[O que fazer]:
Segundo o trecho do documento sobre a decisão do TSE, a qual cargo Edson Renato Dias teve o registro de candidatura indeferido no pleito de 2022?
───── Trecho do documento ─────
Em decisão final sobre a candidatura, TSE nega provimento a recurso da defesa de Piriquito
- Aderbal Machado
- 7 de dez. de 2022
- 13 min de leitura
RECURSO ORDINÁRIO ELEITORAL Nº 0600765-75.2022.6.24.0000 – FLORIANÓPOLIS – SANTA CATARINA
Relator: Ministro Carlos Horbach
Agravante: Edson Renato Dias
Advogados: Eduardo Ribeiro – OAB: 30785/SC e outros
Recorrido: Ministério Público Eleitoral

ELEIÇÕES 2022. RECURSO ORDINÁRIO ELEITORAL. REGISTRO DE CANDIDATURA. CARGO DE DEPUTADO ESTADUAL. INDEFERIMENTO. INELEGIBILIDADE. REJEIÇÃO DE CONTAS PÚBLICAS. CONVÊNIO. ORDENADOR DE DESPESAS. PREFEITO À ÉPOCA. ART. 1º, I, G, DA LC N. 64/90. INCIDÊNCIA. NÃO PROVIMENTO.
1. A rejeição de contas calcada em decisão irrecorrível, emanada do órgão competente, no exercício de cargo ou função pública, com nota de insanabilidade e por irregularidade que, em tese, constitui ato doloso de improbidade administrativa, desde que imputado débito, e não apenas sancionada com multa, atrai a inelegibilidade do art. 1º, I, g, da LC n. 64/90, salvo se suspensa ou anulada por pronunciamento judicial.
2. O advento da Lei n. 14.230/2021 alterou o panorama de incidência da inelegibilidade por desaprovação de contas públicas, passando a ser exigido o dolo específico, em superação ao dolo genérico (RO n. 0601046-26/PE, redator para o acórdão o Ministro Ricardo Lewandowski, PSESS em 10.11.2022).
3. A rejeição do ajuste contábil em tomada de contas especial, diante da omissão do dever de prestar contas, com a imputação de débito e multa, porquanto não comprovada a execução do objeto de convênio, notadamente por descumprimento do núcleo da avença, e não meramente das obrigações marginais, revela conduta consciente e direcionada do gestor e preenche os requisitos da inelegibilidade prevista no art. 1º, I, g, da LC n. 64/90, inclusive no que tange à sua conformação com a prática, em tese, de ato de improbidade administrativa mediante dolo específico.
4. Recurso ordinário ao qual se nega provimento.
Acordam os ministros do Tribunal Superior Eleitoral, por unanimidade, em negar provimento ao recurso ordinário, nos termos do voto do relator.
Brasília, 22 de novembro de 2022.
MINISTRO CARLOS HORBACH – RELATOR
RELATÓRIO
O SENHOR MINISTRO CARLOS HORBACH: Senhor Presidente, trata-se de recurso ordinário eleitoral formalizado por Edson Renato Dias contra acórdão do Tribunal Regional Eleitoral de Santa Catarina (TRE/SC), pelo qual indeferido o seu registro de candidatura ao cargo de deputado estadual, no pleito de 2022, por incidência da causa de inelegibilidade do art. 1º, I, g, da LC n. 64/90.
───── Dados armazenados ─────
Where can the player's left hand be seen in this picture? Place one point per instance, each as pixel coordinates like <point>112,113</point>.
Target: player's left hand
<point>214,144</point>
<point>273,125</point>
─────
[Resposta do exercício]:
Ao cargo de deputado estadual.